Testo citato:
====

28 ottobre 2013 15:59

Dieci errori che i giornalisti devono evitare quando parlano di persone lgbt. Uno al giorno, per dieci giorni.

  1. Coming out

  2. Immagini

  3. Lesbiche

  4. Mamma

  5. Mondo gay

  6. Relazioni

  7. Transessualità

  8. Famiglie gay

  9. Icona gay

  10. Parole

A metà ottobre l’agenzia di stampa Redattore sociale mi ha chiesto di partecipare a una serie di seminari di formazione per giornalisti sui temi legati all’orientamento sessuale.

Quando mi hanno comunicato il titolo del mio intervento, “I vizietti dell’informazione. Dieci errori da evitare quando si parla di persone lgbt”, ho trovato davvero azzeccato il riferimento al Vizietto, il film del 1978 con Michel Serrault e Ugo Tognazzi.

Perché dal momento in cui è uscito, quel film è diventato lo stigma che ha accompagnato la rappresentazione delle persone gay su giornali e tv durante il periodo in cui gli omosessuali hanno cominciato a uscire allo scoperto. Per un buon decennio l’idea che gli italiani avevano dell’omosessualità ha coinciso con quella dei protagonisti del film e io stesso, da ragazzino, sono cresciuto con quasi solo quel modello davanti agli occhi.

Tra i dodici e i quattordici anni mi ero quasi rassegnato all’idea che avrei dovuto procurarmi un kimono di seta e indossare solo quello per il resto della vita. Poi, per fortuna, i nostri modelli di riferimento si sono evoluti e a quindici anni ho capito che potevo anche restare vestito, purché mi attenessi scrupolosamente alle sobrie regole di stile dettate da Elton John o Boy George.

I mezzi d’informazione italiani, che non sono mai stati campioni del politicamente corretto, eccellono invece in una disciplina: la semplificazione. E così, anche oggi che il modello del Vizietto è stato faticosamente superato, la tendenza è sempre quella ad appiattire il fenomeno dell’omosessualità: sulla stampa italiana i gay sono tutti ricchissimi e istruiti, i maschi hanno tutti i muscoli, le donne i capelli corti, le transessuali vanno sempre in giro con le tette di fuori e vivono tutti, indistintamente, in un misterioso paese lontano che risponde al nome di Sordido Ambiente Omosex.

Ora ho deciso di ribaltare le parti e, uno al giorno per dieci giorni, scoverò i vizietti e i cliché in cui cade quotidianamente la stampa italiana quando parla di questioni lgbt. Perché a volte basta soffermarsi un momento in più su una parola per capire che si tratta di una piccola violenza nascosta che si può e si deve evitare.

====

Voci:
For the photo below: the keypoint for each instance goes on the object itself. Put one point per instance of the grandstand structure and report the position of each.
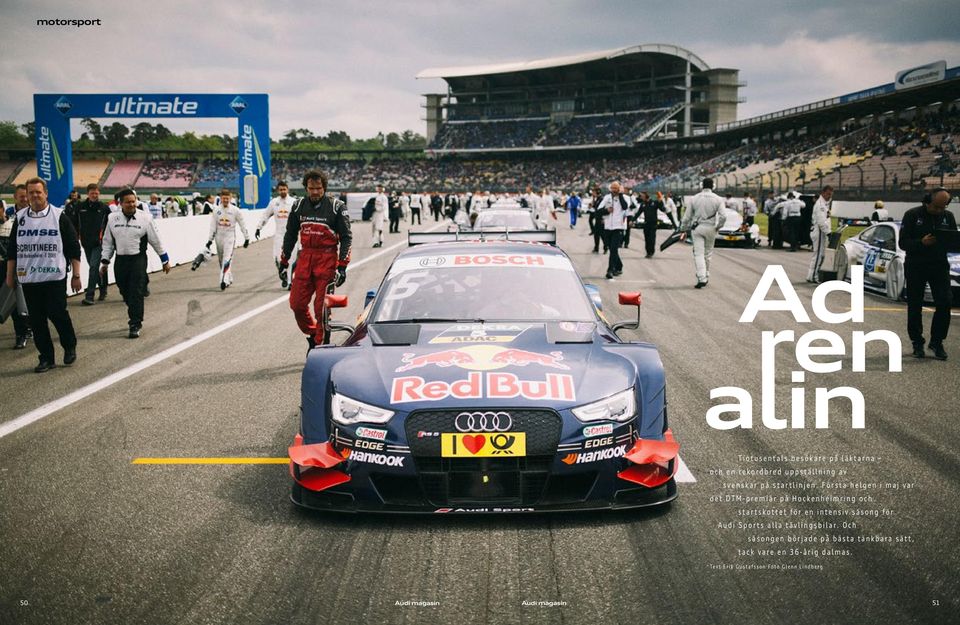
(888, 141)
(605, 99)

====

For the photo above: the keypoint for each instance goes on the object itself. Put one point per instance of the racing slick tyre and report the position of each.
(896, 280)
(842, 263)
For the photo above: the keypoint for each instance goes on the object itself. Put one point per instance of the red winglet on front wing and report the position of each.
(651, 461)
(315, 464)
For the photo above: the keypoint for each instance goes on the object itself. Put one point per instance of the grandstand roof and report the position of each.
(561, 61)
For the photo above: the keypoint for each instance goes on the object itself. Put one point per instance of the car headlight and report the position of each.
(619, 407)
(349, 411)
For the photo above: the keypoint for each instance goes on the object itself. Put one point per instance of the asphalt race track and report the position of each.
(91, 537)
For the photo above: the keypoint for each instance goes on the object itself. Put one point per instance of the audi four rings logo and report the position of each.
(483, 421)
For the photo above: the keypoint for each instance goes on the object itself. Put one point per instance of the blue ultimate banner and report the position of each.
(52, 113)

====

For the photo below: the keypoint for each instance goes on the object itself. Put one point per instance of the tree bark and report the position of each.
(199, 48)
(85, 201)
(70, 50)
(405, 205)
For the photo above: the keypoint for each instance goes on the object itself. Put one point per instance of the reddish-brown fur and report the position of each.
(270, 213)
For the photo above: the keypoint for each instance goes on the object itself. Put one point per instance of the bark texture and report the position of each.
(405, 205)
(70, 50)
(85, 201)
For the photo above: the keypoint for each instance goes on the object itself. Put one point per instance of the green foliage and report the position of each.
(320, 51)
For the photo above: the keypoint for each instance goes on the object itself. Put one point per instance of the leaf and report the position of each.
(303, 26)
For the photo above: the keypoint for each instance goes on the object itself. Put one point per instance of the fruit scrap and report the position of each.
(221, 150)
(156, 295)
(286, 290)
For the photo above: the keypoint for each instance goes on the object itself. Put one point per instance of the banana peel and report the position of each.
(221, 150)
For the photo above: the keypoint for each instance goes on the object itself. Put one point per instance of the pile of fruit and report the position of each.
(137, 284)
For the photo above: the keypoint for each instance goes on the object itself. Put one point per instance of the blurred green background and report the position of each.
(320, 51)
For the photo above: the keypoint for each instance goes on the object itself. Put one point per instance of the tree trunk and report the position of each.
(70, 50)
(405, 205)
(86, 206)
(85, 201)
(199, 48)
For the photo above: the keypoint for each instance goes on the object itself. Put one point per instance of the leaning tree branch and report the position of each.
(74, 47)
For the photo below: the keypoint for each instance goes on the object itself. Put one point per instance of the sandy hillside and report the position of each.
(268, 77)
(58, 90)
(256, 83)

====

Compiti:
**A)** Elenca, per favore, tutte le persone nominate nel testo citato.
**B)** Estrai dal testo citato il passo che comincia con “A metà ottobre” e prosegue fino a “legati all’orientamento sessuale.”.

Risposte per compito:
**A)** Michel Serrault, Ugo Tognazzi, Elton John, Boy George

**B)**
A metà ottobre l’agenzia di stampa Redattore sociale mi ha chiesto di partecipare a una serie di seminari di formazione per giornalisti sui temi legati all’orientamento sessuale.